begin Supplied material
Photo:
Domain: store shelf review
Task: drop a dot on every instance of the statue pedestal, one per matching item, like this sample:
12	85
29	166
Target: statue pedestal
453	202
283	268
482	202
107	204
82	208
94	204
end Supplied material
» Exercise instructions: Copy every one of the lines above word for word, keeping each number and line break as it stands.

» Solution:
Photo:
Domain: store shelf review
Task: drop a dot on every instance of the statue pedestal, one per matching item, like this sample:
12	85
29	166
Target: statue pedestal
453	202
283	268
482	202
107	204
82	208
94	204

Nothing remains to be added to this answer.